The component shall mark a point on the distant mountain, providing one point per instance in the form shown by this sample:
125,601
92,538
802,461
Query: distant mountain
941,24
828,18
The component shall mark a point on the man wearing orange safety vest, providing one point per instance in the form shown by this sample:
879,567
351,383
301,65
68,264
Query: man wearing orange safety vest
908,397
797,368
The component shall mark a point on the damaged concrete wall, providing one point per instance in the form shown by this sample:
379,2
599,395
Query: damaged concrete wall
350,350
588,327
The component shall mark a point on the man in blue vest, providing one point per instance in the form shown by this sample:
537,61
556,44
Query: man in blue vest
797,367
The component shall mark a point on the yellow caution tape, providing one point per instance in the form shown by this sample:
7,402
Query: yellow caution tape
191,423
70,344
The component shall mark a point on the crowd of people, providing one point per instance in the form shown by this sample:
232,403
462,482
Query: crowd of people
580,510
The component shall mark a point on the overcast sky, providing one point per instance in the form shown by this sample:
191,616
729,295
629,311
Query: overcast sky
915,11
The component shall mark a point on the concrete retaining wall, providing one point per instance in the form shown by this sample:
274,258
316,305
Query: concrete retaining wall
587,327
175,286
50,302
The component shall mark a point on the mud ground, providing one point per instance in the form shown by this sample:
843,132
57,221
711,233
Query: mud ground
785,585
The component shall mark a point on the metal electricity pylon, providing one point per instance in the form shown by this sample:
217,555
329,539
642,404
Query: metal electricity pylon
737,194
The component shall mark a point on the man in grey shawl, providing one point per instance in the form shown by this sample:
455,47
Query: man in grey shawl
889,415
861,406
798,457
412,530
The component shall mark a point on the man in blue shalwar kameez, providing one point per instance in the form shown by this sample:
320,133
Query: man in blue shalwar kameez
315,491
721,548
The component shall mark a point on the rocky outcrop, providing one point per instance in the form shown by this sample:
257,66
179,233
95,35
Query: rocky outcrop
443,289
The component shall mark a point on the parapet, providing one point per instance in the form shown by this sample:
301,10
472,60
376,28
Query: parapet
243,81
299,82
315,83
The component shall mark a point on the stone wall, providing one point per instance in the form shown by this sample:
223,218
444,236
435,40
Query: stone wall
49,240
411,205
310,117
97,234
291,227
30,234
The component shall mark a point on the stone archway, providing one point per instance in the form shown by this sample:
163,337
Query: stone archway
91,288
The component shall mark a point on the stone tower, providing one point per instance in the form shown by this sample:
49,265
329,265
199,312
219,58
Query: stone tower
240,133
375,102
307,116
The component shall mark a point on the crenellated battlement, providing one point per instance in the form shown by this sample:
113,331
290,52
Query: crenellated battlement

::::::

▶ Short problem: Set every line of the listing down word for word.

▶ Exercise output:
The component shall mark a point on the distant mountain, providing one point per instance in the form shown by this sample:
125,601
92,538
802,461
Query: distant mountain
941,24
828,18
The component shall mark a point on the man wearing orange safety vest, providing one point per instance in the form shown by this sample:
879,567
351,383
301,65
68,264
Query: man wearing orange safety vest
908,397
797,368
The component shall mark a point on the damaged concrete wall, providing one point per instance in the form shown by this sample:
379,2
599,395
Query: damaged concrete wall
350,350
588,327
The component shall mark a point on the man in blue vest, providing one point per instance in the form shown by this sample:
537,61
556,44
Query: man in blue vest
797,367
The component shall mark a point on the yellow caution tape, providing one point per instance in the form shown by this sample:
7,402
Query: yellow caution tape
191,423
70,344
The component shall mark a point on the crowd of people, providing one point per instance in the form shown by this sample:
232,403
462,482
Query: crowd of people
580,510
The component shall mark a point on the overcast sky, providing one point per instance in the form shown by this sample:
191,616
729,295
629,311
Query: overcast sky
915,11
The component shall mark a point on the concrete retaining wall, providing one point per instance in the form shown by this sample:
274,258
316,305
Query: concrete retaining wall
587,327
175,286
50,302
The component shall mark a point on the mud ground, providing one point per instance in the form shown by this sample:
843,132
57,221
711,233
Query: mud ground
785,585
The component shall mark a point on the metal electricity pylon, providing one point per instance in the form shown by this sample:
217,555
329,539
642,404
Query: metal electricity pylon
737,194
The component shall mark a point on the man in grey shawl, providing one point per instance in the form shown by this sample:
455,47
Query: man in grey shawl
889,415
861,406
798,457
412,530
The component shall mark a point on the man in blue shalwar kameez, providing one point per instance in the form shown by this sample:
320,133
Query: man in blue shalwar kameez
315,491
721,548
The component shall mark a point on the rocky outcrop, providing one point per instance in the form shown by this sample:
257,66
179,233
95,35
Query: rocky outcrop
443,289
The component shall mark a point on the parapet, providing one point per instance in the form shown by this sample:
301,10
472,60
376,28
Query: parapet
243,81
299,82
315,83
The component shall mark a point on the stone wall, providing one point per instance in the form shown by this sample:
223,218
444,236
435,40
Query: stone wall
49,240
411,205
310,117
97,234
291,227
30,234
The component shall mark a point on the stone archway, providing one point per instance in the form shown by this sample:
163,337
Query: stone archway
91,288
The component shall mark a point on the stone tower, providing one point per instance in the form shown by this sample:
49,265
329,265
199,312
219,58
Query: stone tower
240,133
375,102
307,116
The component shall mark a point on the crenellated battlement, providing one point per instance in the form shown by this sample:
113,331
290,52
Query: crenellated battlement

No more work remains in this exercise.